◆ WHAT NEEDS TO BE DONE: Report every row below that contains the word "white", copying each such row in full.

▬▬▬▬▬▬

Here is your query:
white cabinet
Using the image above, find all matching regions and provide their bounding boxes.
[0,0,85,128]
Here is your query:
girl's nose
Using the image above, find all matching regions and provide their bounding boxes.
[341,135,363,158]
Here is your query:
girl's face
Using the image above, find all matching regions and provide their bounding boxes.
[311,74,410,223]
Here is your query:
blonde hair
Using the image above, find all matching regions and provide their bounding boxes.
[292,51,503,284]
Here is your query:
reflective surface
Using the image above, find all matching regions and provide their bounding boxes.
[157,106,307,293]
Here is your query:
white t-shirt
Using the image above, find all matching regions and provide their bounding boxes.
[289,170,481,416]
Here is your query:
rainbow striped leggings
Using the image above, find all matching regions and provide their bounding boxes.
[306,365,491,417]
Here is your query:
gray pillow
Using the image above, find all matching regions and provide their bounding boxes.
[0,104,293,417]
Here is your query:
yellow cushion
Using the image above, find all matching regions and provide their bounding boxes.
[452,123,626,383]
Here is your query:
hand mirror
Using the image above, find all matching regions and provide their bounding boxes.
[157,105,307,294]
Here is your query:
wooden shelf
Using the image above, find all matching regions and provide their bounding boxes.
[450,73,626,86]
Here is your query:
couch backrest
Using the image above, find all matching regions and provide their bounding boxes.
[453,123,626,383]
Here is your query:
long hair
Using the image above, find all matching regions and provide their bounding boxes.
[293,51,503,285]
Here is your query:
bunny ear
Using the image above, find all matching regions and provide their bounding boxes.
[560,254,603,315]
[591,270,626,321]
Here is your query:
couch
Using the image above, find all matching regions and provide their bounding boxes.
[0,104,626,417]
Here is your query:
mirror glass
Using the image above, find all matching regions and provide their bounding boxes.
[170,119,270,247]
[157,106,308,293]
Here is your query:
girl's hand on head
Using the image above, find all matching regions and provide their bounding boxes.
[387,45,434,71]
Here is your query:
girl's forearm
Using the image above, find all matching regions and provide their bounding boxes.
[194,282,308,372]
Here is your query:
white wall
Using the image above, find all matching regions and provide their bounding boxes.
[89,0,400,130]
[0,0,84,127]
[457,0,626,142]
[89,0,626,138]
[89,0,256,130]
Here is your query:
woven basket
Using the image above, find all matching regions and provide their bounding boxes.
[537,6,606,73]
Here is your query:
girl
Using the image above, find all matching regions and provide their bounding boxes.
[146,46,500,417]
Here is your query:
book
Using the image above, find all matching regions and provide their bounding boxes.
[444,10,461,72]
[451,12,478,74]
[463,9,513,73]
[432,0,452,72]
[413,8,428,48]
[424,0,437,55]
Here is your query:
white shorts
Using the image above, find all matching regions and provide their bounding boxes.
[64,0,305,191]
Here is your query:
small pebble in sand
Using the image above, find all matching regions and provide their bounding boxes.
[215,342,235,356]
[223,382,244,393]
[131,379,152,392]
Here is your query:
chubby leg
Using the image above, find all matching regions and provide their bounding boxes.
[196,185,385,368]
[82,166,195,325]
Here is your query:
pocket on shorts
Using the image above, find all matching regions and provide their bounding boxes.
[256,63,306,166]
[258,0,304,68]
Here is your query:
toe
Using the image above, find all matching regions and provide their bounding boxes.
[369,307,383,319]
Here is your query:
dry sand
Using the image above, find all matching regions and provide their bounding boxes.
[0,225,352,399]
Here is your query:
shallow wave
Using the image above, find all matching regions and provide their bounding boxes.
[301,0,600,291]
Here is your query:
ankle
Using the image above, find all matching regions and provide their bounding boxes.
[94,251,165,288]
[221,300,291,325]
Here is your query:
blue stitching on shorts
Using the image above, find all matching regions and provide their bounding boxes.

▬▬▬▬▬▬

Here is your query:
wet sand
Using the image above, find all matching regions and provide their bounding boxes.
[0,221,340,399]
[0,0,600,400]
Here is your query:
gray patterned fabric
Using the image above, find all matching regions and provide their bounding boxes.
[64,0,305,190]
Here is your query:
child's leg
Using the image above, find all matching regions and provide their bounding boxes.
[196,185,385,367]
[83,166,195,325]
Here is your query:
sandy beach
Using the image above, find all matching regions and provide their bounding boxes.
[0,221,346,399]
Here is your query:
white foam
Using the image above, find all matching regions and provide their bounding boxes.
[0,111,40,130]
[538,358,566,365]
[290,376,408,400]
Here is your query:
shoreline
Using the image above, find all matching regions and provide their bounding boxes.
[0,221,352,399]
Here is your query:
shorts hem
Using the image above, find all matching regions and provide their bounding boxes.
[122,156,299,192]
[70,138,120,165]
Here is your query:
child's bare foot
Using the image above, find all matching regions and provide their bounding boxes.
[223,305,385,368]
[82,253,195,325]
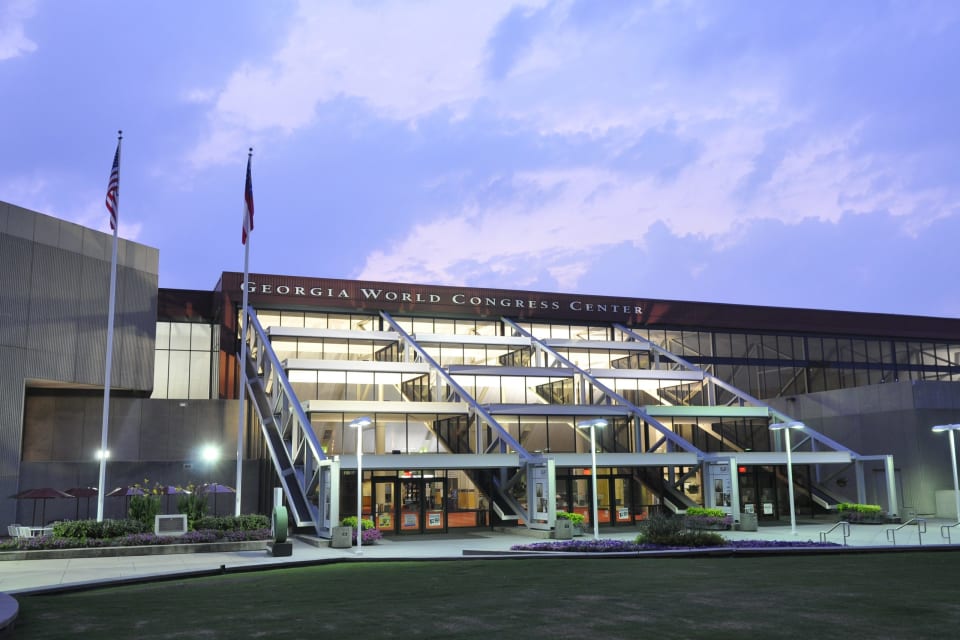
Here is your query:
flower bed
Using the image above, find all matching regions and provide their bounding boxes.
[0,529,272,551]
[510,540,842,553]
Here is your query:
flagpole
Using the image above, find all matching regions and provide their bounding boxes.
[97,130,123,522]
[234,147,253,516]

▬▬▬▬▬▬

◆ REPLY:
white cabinet
white t-shirt
white wall
white shorts
white foam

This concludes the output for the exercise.